Task brief: Show each line in the entries below that contains the word "green". Case matters.

====== Data to process

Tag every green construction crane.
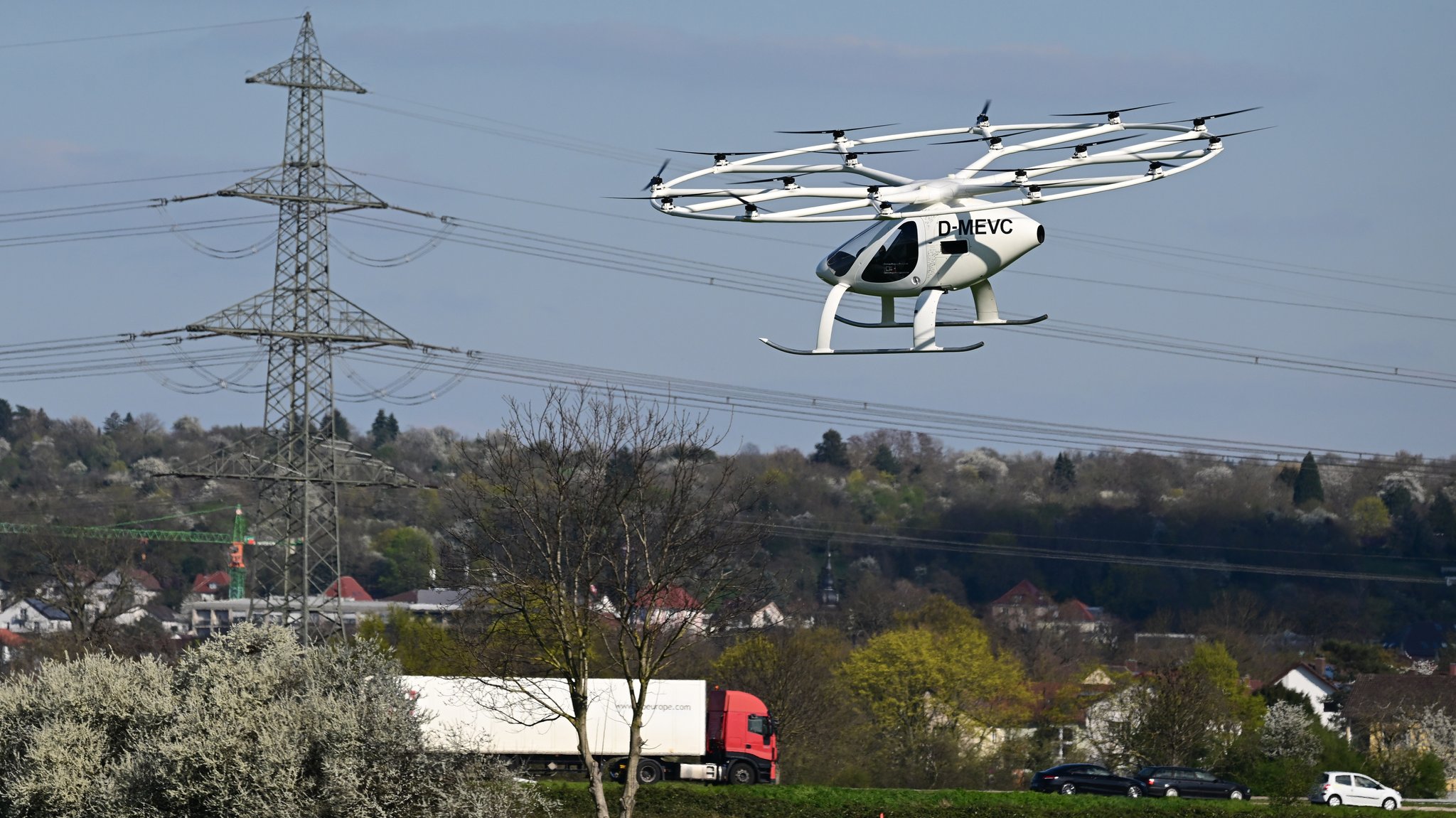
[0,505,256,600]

============
====== Data to process

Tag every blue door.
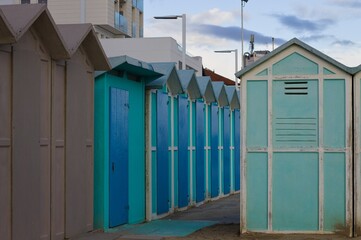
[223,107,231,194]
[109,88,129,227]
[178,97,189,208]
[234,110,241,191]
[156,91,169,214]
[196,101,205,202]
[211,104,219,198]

============
====== Data to process

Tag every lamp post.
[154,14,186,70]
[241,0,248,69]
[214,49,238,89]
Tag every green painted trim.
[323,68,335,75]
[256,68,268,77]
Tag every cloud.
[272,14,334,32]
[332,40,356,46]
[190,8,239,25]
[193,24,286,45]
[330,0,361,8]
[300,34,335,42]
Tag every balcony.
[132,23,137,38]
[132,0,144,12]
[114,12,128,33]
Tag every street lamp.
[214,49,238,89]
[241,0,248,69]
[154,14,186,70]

============

Task output:
Tag every green construction crane.
Tag every green painted trim.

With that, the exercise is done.